Gezeigter Text:
---------------
Müller-Münch: Inzwischen ist bekannt, dass auch in DDR-Heimen geprügelt wurde. In den Familien schien das weniger der Fall gewesen zu sein, vermutlich, weil die Kinder viel im Kindergarten waren. Kurz nach dem Fall der Mauer habe ich in Berlin zwei ostdeutsche Kindergärten besucht und erlebt, welche Zucht und Ordnung dort herrschten, mit welcher Ausgrenzung alle Abweichler bestraft wurden und wie kollektiv die Kinder auf Einheitskurs getrimmt wurden. Die Kinder wurden zwar nicht geschlagen, aber es gab eine andere Form von Druck, ja fast schon Drill, und zwar zu einer Zeit, in der es in Westdeutschland längst eine ganz neue Form der Pädagogik gab. Das fand ich ähnlich schrecklich.
---------------
Gesammelte Daten:
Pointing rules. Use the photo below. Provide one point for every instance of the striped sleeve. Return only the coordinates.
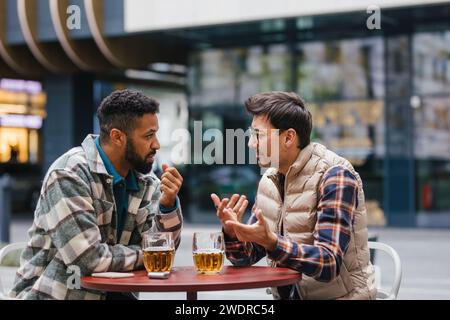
---------------
Aufgaben:
1. Wann besuchte Müller-Münch laut dem Text über Erziehung in der DDR zwei ostdeutsche Kindergärten in Berlin?
2. Schreiben Sie den Text über Erziehung in der DDR im Anschluss an seinen letzten Satz weiter.

Gelöste Aufgaben:
1. Kurz nach dem Fall der Mauer.

2.
Sie haben mit Experten gesprochen, die sagen, Eltern hätten damals beim Prügeln ihrer Kinder ihre eigenen schlimmen Kriegserfahrungen verarbeitet. Aber nicht alle Eltern waren im Krieg, und auch heute schlagen sie zu. Warum prügeln Eltern?

Müller-Münch: Damals gehörte das Prügeln zum Erziehungskonzept, heute geschieht es im Exzess, weil die Eltern überfordert, alkoholkrank, drogenabhängig sind oder unter psychischem Stress stehen. Damals hörte die Nachbarschaft mit Sicherheit die Schreie und das Wehklagen der Kinder, reagierte aber nicht drauf, weil es ganz normal war. Wer heute zuschlägt, muss damit rechnen, dass der Nachbar ihn anzeigt, dass ihn in der Öffentlichkeit jemand darauf anspricht oder dass das Kind zum Jugendamt geht.

Wie kam es zu diesem Wandel?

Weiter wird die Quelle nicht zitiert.